:: TASK DIRECTIONS ::
Please render the material below as a two-column CSV with the headers "text" and "answer", with one row for each line of wording plus all the coordinates listed beneath it. Put each field in double quotes and turn any line breaks into spaces.

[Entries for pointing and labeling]
══════════

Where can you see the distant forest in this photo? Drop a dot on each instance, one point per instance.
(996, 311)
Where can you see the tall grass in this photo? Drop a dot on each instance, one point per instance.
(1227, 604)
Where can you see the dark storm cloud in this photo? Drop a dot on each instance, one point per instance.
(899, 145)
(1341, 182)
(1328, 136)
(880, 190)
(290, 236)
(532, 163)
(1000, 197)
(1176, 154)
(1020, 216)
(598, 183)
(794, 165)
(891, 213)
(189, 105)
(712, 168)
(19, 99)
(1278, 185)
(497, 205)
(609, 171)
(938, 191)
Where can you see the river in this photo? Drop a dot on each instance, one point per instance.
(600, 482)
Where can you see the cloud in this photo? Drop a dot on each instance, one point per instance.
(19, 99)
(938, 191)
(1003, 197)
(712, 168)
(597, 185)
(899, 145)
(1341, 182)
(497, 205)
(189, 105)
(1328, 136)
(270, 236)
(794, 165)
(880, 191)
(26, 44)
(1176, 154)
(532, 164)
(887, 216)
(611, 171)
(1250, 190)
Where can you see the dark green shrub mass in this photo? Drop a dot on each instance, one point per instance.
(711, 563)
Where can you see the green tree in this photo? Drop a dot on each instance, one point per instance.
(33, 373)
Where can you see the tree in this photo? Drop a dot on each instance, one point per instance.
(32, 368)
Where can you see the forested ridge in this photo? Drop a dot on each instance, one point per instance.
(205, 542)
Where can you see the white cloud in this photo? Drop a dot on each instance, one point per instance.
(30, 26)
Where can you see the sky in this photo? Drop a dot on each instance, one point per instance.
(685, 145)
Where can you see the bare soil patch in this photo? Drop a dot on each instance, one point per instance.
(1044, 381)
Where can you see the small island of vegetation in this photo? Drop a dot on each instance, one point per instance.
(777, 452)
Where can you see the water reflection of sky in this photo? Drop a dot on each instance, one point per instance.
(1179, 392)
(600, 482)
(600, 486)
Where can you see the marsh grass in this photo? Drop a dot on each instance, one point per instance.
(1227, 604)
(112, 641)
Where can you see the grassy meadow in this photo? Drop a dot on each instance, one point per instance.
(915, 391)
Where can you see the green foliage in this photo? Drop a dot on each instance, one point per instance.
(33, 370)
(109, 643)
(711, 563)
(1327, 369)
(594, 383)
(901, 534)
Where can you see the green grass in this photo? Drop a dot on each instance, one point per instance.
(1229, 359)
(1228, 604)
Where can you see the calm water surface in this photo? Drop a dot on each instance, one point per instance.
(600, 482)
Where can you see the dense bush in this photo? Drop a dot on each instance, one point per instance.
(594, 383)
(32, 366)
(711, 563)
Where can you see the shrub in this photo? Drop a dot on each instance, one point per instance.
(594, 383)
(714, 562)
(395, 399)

══════════

:: OUTPUT OF THE TASK ::
text,answer
"Where can you see the distant forest in this photo? Drop a dot on each instance, one point per instance.","(996, 311)"
"Where can you see the tall grass in this photo? Drop a dot on each instance, one point per instance.","(1227, 604)"
"Where can you see the dark storm cloud in this photo? Drop a dot on each instance, one point per instance.","(899, 145) (1341, 182) (1328, 136) (880, 190) (290, 236) (532, 163) (1000, 197) (1176, 154) (1020, 216) (598, 183) (794, 165) (891, 213) (189, 105) (712, 168) (19, 99) (1278, 185) (497, 205) (609, 171) (938, 191)"
"Where can you see the river in this photo? Drop a dot on each instance, one point per instance.","(600, 482)"
"Where can you see the cloud in this photo? Drop a dot on each instance, one point per instance.","(19, 99) (938, 191) (1003, 197) (712, 168) (597, 185) (899, 145) (1341, 182) (497, 205) (189, 105) (1328, 136) (270, 236) (794, 165) (880, 191) (26, 44) (1176, 154) (532, 164) (887, 216) (611, 171) (1250, 190)"
"Where can you see the dark green shrub mass in this photo? Drop a dot on each instance, one point per instance.","(711, 563)"
"Where can you see the green tree in this photo? Drop a dot on each instance, one point per instance.","(33, 373)"
"Where can you see the tree in this photo? Drop a dot on each instance, one point per instance.","(32, 368)"
"Where can you see the forested ridge in this photo? Drop a dot on each instance, one point per instance.","(205, 542)"
"Where can you see the white cloud in this photo? Drop a dot on each instance, one point per instance.","(30, 26)"
"Where can you see the sky in this photo? Drop a dot on each instance, one point per instance.","(685, 145)"
"Where can you see the bare soil patch in this photo? Drop a dot on each instance, one point per instance.","(1044, 381)"
"Where can you see the small island of vegetation in this photo? Drop a dot on each instance, one point per instance.","(777, 452)"
"Where can you see the water reflection of sky in this photo? Drop a dot on each instance, one point per instance.","(1179, 392) (600, 482) (600, 486)"
"Where can you see the marsh grass in this photo? Drop a dot on each instance, one point per instance.","(1227, 604) (112, 641)"
"Where can you see the grassy meadow in this photo? Drop a dot on each instance, one point per instance.","(915, 391)"
"Where can you see the green foliage in this photo? Drop a dot on each instance, one point per instance.","(33, 370) (109, 643) (711, 563) (1327, 369) (594, 383) (901, 534)"
"Where can you see the green grass in this photo? Drop a dot on each instance, one point per instance.","(1229, 359) (1228, 604)"
"Where can you see the calm water surface in this photo? Drop a dot on each instance, one point per instance.","(600, 482)"
"Where can you see the dense bush in this photo? Drop a dot on each instance, one point per instance.","(594, 383) (32, 366) (711, 563)"
"Where can you see the shrub in this photo? Drop a dot on each instance, one point per instance.","(594, 383) (714, 562) (395, 399)"